What you should do: Reproduce the entries beginning with the line that contains "it: point(194, 361)." and continuing through the line that contains "point(921, 399)", substituting "dark sport utility vehicle" for "black suv" and leaving all else as it stands. Provide only those lines.

Excerpted data:
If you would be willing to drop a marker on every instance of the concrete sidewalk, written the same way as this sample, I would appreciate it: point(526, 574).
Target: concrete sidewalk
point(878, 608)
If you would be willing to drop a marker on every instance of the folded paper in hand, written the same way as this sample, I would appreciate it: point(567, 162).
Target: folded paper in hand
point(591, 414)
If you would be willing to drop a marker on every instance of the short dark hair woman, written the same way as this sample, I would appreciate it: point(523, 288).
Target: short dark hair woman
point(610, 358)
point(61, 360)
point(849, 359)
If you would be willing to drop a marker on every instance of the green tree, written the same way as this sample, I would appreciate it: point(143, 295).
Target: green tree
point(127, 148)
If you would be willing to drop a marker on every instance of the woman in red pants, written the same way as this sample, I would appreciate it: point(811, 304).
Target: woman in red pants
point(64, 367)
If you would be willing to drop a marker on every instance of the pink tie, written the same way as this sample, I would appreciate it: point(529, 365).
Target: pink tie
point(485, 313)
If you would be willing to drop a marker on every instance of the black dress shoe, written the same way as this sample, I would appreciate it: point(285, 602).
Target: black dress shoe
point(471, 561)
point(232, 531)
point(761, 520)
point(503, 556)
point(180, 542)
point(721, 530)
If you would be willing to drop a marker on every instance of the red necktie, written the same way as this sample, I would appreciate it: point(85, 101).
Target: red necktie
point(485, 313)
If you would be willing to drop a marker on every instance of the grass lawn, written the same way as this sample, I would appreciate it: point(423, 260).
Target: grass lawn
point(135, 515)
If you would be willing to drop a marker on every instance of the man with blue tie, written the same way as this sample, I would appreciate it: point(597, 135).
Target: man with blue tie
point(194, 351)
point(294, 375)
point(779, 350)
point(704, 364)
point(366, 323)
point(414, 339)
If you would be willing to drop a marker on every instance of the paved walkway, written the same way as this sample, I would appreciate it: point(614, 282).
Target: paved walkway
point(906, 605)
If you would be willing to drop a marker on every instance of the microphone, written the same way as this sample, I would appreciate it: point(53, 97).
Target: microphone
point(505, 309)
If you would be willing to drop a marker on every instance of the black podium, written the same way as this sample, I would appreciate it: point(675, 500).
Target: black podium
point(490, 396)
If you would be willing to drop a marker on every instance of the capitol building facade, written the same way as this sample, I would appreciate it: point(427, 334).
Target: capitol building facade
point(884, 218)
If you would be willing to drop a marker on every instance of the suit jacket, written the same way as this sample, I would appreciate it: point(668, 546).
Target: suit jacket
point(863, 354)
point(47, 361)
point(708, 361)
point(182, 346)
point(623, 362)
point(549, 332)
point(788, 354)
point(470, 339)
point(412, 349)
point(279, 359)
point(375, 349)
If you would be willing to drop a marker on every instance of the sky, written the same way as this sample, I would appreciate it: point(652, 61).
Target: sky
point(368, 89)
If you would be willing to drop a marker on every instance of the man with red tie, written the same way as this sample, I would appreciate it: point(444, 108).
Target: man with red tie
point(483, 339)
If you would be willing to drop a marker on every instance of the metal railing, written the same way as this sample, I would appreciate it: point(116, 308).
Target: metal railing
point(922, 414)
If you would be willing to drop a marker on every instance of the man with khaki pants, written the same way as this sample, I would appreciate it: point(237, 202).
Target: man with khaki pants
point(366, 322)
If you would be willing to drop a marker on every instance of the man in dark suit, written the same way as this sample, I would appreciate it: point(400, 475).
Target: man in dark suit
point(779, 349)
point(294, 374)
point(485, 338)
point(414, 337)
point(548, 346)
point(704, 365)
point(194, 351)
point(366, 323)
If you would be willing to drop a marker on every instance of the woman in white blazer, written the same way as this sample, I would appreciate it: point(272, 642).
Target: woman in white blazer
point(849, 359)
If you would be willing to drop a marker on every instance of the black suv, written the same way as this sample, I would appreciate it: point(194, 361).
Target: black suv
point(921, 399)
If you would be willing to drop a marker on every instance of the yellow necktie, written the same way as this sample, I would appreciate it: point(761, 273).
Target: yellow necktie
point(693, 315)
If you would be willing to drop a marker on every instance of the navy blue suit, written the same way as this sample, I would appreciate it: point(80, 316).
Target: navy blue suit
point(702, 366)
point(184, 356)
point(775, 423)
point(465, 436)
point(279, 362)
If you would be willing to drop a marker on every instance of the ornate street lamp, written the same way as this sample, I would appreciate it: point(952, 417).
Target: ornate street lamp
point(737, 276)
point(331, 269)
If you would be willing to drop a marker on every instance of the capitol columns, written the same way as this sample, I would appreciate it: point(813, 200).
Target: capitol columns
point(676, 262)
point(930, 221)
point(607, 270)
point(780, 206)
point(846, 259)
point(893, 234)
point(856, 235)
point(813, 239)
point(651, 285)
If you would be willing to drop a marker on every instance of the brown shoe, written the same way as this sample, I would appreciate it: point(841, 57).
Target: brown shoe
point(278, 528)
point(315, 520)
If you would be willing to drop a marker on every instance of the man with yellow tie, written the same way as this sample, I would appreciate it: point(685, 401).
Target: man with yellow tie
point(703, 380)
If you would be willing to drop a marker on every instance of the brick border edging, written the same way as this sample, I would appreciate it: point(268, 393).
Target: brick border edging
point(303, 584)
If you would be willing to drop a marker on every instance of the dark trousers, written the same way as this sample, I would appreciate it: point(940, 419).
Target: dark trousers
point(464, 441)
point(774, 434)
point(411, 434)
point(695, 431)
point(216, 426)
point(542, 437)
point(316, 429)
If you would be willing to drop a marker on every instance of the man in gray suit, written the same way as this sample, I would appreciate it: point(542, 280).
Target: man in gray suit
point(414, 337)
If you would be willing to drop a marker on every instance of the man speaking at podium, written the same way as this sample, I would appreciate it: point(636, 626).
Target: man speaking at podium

Written answer:
If you would be willing to drop a marker on every instance of the dark sport utility vehicle, written the same way as this sample, I would appreciate it: point(194, 361).
Target: dark sport utility vehicle
point(921, 399)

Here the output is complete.